Stored data entries:

------------------------------------------------------------

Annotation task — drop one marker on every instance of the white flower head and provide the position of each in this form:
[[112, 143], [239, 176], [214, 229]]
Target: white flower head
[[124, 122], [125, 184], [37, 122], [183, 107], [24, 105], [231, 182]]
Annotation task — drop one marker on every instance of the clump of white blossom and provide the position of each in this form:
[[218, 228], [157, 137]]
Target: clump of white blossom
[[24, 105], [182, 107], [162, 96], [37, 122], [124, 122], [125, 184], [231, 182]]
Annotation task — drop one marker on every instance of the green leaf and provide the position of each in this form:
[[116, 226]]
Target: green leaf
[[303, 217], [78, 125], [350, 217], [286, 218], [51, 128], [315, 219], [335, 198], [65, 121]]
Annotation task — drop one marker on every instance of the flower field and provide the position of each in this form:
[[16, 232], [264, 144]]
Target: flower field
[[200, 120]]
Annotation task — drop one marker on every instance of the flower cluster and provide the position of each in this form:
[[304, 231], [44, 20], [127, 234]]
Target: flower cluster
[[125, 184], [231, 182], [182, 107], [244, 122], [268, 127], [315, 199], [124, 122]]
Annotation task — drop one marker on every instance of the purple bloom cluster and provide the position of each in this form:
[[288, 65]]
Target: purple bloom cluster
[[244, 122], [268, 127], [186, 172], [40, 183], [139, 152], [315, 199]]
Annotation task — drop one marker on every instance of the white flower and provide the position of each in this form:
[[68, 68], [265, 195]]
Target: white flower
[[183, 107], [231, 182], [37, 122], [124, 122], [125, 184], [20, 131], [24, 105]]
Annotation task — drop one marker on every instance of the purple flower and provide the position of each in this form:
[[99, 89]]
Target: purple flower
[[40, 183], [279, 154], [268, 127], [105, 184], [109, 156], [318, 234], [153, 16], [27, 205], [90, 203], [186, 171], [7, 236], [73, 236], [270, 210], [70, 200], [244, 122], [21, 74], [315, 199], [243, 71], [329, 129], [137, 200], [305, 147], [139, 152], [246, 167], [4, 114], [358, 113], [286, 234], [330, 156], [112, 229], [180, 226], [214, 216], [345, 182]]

------------------------------------------------------------

:: What the task asks ::
Using the entries above, state how many lines include the word "position", with no other words.

:: Written answer ::
8